Your task: Copy each line containing "loose" from the listing below.

Input records:
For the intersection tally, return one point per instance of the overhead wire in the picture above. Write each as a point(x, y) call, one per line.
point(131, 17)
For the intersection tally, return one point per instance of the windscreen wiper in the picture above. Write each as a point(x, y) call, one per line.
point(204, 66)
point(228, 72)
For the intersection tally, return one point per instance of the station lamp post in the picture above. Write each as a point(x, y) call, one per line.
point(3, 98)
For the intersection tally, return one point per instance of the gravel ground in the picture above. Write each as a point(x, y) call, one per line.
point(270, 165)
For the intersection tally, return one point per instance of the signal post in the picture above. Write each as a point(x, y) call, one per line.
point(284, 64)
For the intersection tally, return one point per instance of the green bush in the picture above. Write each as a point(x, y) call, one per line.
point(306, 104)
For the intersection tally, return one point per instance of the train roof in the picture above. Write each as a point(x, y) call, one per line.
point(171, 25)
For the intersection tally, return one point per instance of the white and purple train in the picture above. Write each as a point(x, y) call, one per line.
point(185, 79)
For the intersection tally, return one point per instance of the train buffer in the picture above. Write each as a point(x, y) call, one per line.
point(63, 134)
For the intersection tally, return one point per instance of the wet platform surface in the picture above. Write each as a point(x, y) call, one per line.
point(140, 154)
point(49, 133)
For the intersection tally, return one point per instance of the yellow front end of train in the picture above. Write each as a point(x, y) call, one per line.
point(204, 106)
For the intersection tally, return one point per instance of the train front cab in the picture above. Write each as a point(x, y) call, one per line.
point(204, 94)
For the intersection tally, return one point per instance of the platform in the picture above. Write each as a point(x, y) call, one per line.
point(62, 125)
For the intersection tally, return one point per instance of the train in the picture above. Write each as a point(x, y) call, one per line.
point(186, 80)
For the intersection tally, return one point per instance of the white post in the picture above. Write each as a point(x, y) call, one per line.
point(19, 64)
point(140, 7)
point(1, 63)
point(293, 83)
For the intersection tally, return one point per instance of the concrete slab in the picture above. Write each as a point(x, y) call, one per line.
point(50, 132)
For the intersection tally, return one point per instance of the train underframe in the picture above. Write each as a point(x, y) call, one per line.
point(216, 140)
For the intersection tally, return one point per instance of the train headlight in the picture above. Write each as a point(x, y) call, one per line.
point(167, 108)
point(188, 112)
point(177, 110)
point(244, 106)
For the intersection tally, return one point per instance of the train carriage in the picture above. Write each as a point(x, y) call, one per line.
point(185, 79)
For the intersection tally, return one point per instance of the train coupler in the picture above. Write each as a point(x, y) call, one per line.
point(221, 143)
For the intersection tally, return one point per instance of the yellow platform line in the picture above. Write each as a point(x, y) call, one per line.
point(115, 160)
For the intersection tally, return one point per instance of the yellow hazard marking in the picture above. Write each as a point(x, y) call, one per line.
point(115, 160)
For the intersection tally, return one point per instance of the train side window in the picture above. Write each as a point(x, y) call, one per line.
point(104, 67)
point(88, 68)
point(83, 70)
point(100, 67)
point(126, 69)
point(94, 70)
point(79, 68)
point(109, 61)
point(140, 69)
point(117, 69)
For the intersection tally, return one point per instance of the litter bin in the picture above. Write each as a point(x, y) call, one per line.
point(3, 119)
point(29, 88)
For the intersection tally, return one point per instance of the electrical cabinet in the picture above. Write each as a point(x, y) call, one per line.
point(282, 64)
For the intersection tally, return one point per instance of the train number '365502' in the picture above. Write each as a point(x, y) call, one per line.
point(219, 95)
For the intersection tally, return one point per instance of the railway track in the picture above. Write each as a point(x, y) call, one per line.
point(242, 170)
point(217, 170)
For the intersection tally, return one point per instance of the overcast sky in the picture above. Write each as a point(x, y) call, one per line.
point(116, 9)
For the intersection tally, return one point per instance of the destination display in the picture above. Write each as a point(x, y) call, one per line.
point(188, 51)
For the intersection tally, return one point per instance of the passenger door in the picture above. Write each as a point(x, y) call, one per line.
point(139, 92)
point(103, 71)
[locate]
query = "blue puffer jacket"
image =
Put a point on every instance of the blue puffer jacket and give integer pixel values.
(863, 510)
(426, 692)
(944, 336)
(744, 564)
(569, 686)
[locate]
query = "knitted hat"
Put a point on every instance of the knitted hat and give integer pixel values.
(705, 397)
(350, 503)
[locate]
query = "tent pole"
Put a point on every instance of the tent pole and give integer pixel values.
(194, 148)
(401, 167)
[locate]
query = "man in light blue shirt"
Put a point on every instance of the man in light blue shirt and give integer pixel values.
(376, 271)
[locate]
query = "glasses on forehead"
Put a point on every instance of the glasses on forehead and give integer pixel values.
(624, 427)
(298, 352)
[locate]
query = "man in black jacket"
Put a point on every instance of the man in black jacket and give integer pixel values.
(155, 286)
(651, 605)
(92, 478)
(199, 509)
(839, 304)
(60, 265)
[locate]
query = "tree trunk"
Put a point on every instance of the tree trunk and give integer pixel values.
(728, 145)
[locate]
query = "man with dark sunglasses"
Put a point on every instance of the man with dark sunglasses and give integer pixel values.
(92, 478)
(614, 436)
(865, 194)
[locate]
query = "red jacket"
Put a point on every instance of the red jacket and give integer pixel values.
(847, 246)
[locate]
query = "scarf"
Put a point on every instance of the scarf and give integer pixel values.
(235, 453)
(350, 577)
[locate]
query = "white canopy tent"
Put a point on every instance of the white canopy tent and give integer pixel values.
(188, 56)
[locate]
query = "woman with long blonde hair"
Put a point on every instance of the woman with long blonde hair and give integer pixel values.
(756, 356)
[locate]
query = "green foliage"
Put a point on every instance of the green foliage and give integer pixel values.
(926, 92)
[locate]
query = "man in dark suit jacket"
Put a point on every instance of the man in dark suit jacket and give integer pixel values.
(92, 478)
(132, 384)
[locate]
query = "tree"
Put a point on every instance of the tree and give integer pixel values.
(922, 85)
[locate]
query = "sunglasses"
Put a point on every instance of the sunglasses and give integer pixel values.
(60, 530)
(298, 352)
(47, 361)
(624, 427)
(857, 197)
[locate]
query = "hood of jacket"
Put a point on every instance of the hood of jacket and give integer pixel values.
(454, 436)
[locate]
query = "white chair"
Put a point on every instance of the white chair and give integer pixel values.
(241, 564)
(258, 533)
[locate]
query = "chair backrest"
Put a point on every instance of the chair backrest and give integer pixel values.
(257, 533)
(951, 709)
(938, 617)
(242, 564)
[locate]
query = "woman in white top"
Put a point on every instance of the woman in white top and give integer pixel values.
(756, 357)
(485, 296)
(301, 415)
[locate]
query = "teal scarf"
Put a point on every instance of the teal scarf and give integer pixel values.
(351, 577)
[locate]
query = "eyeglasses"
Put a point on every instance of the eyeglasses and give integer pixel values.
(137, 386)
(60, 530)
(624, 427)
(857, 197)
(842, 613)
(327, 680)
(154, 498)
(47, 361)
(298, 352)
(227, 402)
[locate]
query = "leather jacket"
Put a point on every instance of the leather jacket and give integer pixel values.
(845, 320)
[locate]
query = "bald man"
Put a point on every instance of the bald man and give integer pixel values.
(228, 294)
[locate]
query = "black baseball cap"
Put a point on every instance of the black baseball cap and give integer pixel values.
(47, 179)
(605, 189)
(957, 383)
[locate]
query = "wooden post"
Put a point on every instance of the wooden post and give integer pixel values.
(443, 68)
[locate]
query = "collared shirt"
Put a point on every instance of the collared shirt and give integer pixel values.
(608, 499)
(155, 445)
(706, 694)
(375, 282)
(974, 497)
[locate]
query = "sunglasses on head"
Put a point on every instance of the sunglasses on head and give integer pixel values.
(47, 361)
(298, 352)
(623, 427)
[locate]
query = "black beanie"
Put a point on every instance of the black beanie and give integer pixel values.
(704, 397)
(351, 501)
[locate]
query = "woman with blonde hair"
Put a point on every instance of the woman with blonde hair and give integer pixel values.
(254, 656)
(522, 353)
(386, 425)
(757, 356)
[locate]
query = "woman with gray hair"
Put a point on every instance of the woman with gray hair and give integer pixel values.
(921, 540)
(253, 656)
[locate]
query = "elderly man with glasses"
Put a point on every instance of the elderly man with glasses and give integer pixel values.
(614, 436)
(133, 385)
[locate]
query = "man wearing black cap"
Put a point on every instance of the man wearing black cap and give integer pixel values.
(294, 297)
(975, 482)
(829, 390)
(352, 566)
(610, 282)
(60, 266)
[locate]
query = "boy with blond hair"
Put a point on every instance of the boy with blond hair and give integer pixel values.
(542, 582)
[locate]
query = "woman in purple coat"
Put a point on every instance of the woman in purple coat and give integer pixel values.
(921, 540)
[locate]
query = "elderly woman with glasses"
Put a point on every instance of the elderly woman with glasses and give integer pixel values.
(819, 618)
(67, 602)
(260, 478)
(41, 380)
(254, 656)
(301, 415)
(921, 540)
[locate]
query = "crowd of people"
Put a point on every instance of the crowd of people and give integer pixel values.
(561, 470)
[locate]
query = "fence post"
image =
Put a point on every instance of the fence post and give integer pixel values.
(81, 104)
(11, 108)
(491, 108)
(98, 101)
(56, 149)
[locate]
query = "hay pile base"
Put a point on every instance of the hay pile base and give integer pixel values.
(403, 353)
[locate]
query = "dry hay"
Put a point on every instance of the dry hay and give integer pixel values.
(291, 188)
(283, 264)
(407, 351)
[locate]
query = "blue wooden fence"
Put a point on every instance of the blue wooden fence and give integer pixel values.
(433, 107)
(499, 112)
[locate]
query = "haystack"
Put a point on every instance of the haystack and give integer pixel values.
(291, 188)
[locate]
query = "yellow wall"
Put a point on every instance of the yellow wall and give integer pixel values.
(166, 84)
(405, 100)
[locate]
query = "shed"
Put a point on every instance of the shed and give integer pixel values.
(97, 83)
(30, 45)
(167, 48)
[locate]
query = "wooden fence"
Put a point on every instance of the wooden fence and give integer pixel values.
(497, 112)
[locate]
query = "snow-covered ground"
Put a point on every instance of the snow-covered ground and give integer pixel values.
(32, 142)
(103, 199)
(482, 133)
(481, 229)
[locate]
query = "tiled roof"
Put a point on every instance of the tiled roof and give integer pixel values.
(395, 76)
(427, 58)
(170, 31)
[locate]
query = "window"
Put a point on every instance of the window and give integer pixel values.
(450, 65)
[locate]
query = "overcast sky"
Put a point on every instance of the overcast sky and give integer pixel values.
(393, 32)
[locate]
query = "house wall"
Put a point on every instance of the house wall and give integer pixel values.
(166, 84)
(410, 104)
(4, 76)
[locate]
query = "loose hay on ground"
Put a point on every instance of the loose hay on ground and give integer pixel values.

Result below:
query = "loose hay on ground"
Put a point on every instance of the loose hay on ground and give integer pixel values.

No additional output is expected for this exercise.